## Data shown:
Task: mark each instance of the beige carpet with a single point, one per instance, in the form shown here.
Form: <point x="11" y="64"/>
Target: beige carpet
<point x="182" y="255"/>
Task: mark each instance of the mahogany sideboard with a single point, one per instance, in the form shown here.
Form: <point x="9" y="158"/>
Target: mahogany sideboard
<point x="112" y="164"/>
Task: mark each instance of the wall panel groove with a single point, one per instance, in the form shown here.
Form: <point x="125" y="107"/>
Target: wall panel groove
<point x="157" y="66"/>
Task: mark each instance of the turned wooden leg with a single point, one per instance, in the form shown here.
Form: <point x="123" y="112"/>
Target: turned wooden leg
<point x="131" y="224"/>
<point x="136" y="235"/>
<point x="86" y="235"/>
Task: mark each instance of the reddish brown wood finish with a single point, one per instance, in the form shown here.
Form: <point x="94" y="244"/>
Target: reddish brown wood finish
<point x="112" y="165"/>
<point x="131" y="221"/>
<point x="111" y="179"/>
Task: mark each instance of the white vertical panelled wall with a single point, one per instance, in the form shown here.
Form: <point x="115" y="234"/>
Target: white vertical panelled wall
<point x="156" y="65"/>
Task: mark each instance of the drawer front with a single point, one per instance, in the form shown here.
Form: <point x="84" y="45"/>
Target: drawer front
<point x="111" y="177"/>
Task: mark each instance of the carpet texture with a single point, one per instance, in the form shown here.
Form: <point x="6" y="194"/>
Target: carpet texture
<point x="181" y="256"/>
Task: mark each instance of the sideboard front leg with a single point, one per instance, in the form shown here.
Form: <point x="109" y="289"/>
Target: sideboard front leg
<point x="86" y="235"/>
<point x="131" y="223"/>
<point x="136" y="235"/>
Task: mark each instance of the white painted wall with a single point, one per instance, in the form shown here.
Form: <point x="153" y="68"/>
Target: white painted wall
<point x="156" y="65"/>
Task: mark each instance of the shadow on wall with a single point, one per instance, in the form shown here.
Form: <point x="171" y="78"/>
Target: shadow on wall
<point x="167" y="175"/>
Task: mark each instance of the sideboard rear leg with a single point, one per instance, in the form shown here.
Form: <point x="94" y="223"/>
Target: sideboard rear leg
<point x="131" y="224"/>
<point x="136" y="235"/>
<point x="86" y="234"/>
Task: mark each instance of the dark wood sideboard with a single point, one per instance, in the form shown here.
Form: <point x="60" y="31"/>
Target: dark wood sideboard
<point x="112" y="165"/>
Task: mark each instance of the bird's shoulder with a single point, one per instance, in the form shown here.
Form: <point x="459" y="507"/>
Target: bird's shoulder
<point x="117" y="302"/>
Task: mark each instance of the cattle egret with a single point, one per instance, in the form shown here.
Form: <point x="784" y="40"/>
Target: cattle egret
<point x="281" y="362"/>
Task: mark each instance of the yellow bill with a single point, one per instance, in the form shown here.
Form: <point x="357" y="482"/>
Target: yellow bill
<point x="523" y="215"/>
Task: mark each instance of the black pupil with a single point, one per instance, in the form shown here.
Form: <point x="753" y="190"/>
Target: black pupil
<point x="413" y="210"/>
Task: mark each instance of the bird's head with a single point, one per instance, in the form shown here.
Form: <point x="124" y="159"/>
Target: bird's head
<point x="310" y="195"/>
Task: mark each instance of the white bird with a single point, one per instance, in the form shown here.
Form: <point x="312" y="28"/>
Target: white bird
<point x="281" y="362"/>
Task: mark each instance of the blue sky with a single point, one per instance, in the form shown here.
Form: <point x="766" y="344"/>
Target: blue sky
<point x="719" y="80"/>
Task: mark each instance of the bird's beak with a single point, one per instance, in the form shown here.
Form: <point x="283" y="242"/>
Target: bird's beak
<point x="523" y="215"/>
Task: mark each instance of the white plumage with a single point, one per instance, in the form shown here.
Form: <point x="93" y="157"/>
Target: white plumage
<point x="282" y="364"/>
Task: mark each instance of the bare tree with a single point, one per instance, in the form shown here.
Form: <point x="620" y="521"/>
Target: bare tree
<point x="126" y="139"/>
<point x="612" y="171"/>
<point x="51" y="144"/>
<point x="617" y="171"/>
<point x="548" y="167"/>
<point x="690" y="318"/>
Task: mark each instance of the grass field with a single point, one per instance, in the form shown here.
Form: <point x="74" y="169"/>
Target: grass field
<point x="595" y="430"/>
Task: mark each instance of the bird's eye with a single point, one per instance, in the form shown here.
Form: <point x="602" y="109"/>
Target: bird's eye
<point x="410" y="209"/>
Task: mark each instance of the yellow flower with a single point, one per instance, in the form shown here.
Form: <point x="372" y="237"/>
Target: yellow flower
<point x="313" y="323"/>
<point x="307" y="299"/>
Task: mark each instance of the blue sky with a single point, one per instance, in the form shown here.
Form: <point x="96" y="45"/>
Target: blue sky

## Task instructions:
Find the line that contains "Target: grass field". Write out that line and every line after it through the end of the data, exactly, and nothing else.

## Expected answer:
Target: grass field
<point x="595" y="430"/>
Task: mark each instance of the bird's eye with a single point, one per instance, in the form shown here.
Form: <point x="602" y="109"/>
Target: bird's eye
<point x="410" y="209"/>
Task: mark each instance of the yellow flower with a single point, one per instance, in the form shown here.
Form: <point x="372" y="237"/>
Target: yellow flower
<point x="313" y="323"/>
<point x="307" y="299"/>
Task: mark each instance of the blue sky with a single point, one per instance, in the form shown here.
Form: <point x="96" y="45"/>
Target: blue sky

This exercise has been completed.